━━━ Dataset records

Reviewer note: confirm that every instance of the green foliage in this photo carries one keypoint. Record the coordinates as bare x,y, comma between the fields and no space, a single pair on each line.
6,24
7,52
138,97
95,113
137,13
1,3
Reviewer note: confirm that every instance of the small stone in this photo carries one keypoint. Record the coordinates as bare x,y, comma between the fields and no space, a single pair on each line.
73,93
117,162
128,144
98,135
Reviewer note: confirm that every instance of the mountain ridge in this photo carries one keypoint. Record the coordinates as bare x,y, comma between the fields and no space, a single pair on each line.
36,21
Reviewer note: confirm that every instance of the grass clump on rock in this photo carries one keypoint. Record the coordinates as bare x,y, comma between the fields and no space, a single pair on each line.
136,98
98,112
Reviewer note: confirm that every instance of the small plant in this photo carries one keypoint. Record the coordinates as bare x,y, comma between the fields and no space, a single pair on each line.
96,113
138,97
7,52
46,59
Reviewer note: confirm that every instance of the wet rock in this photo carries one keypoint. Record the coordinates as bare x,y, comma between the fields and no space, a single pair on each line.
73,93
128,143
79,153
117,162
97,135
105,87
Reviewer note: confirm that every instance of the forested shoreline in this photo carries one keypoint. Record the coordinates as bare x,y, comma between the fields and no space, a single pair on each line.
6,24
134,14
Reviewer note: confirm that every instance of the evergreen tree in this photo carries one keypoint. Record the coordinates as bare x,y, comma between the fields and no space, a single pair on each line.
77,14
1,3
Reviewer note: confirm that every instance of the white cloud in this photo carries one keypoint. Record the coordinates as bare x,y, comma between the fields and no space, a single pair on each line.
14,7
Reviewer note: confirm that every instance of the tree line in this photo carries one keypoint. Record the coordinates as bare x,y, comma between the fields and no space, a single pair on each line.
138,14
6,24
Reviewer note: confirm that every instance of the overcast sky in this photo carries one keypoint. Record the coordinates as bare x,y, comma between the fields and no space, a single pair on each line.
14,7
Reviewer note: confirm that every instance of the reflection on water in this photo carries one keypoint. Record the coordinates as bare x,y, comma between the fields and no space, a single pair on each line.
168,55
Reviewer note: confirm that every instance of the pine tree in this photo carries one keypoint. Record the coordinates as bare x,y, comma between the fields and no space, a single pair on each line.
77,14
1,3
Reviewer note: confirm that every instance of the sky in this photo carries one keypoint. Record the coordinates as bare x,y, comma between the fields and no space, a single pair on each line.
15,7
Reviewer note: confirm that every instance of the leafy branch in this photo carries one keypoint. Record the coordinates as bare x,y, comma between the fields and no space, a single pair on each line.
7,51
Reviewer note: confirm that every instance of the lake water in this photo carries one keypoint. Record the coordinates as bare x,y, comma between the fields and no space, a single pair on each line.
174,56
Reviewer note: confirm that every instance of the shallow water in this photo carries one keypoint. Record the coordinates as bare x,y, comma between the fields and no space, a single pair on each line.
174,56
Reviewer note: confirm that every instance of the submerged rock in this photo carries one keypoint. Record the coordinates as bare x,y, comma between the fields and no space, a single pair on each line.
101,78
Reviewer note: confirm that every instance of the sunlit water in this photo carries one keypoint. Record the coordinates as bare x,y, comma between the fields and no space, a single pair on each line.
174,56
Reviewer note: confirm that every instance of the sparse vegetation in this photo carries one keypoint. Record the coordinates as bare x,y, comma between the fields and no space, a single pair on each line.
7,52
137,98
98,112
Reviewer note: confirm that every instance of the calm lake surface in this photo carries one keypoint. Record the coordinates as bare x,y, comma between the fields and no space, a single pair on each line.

━━━━━━

## Set problem
Edit the lines above by changing every "Reviewer note" to "Checker note", and keep everything else the same.

## Answer to this task
Checker note: confirm that every instance of the green foliage in this photo carries one keypoint. Record the coordinates as bare x,y, comma between the fields and no space, a single pair on each line.
6,24
7,52
138,97
95,113
137,13
1,3
Checker note: confirm that every instance of the small stone in this photo carries one keypoint. Record the coordinates as bare x,y, comma between the fields and no space, a single pair on each line.
73,93
117,162
128,144
98,135
Checker note: confirm that every instance of the mountain ridge in this photo carries one keypoint. Record the coordinates as bare x,y, comma between the fields and no space, a single pair on each line.
36,21
Checker note: confirm that every instance of the grass clump on rock in this photo carries one keypoint. Record the coordinates as bare x,y, comma between the fields and no space, a single pair on each line.
136,98
98,112
Checker note: confirm that every instance of the small plant in this photo carries one keypoint. Record the coordinates as bare x,y, comma between the fields and no space, a single pair on each line.
96,113
138,97
7,52
46,59
Checker note: confirm that every instance of the wet rock in this photo carries one keypoint. Record the coordinates as bare x,y, comma between the fields and no space, a single pair on each line.
73,93
128,143
79,153
117,162
97,135
105,87
Checker note: confirm that every instance of the forested shoreline in this photo carries one keypoint. Record the coordinates as bare x,y, comma between the fields and no space, a single pair on each line.
6,24
134,14
Checker note: confirm that every instance of the evergreen tree in this photo carries one keypoint. Record the coordinates as bare x,y, comma between the fields and no space, a single pair on each line.
77,14
1,3
Checker note: confirm that every instance of the white cloud in this photo carries one keypoint. Record the coordinates as bare x,y, comma between the fields and no space, a single pair on each line.
14,7
Checker note: confirm that every instance of the tree line in this photo carries one keypoint. Record the coordinates as bare x,y, comma between the fields and no space, a single pair on each line.
138,14
6,24
Checker note: confirm that every instance of the overcast sky in this photo carries one keypoint. Record the coordinates as bare x,y, comma between the fields and no space, a single pair on each line.
14,7
Checker note: confirm that every instance of the reflection on water in this photo carries one keypoint. Record the coordinates as bare x,y, comma between the fields and no space, a single pair on each line.
168,55
Checker note: confirm that every instance of the pine tree in this photo carries one keypoint. Record the coordinates as bare x,y, comma between the fields and no space, a single pair on each line.
77,14
1,3
Checker note: confirm that every instance of the sky in this photo carries one keypoint. Record the coordinates as bare x,y, comma between the fields and no space, a single pair on each line.
15,7
Checker note: confirm that every instance of the leafy branch in this photo carries one keypoint. Record the coordinates as bare x,y, comma between the fields and no space, a single pair on each line.
7,51
Checker note: confirm that every instance of the lake water in this photo carries one keypoint. Record the coordinates as bare x,y, comma between the fields and no space, a single pair on each line.
174,56
Checker note: confirm that every instance of the shallow water in this photo carries one keypoint. Record the coordinates as bare x,y, comma between the fields and no space, a single pair on each line.
174,56
Checker note: confirm that every instance of the submerged rock in this photo carries one keypoint. Record the coordinates as bare x,y, comma between the fields and no space, a single pair on each line.
101,78
Checker note: confirm that every instance of the sunlit water in this photo carries one keypoint. Record the coordinates as bare x,y, comma between the fields and no space, a single pair on each line.
174,56
Checker note: confirm that every instance of the sparse vegetation in this photo carries one keypoint. Record the coordinates as bare x,y, comma between the fields and no space, a single pair on each line.
7,52
137,98
98,112
Checker note: confirm that every instance of the calm lake surface in this photo carries one keypoint. Record the coordinates as bare x,y, comma between the fields and no space, a single pair on each line.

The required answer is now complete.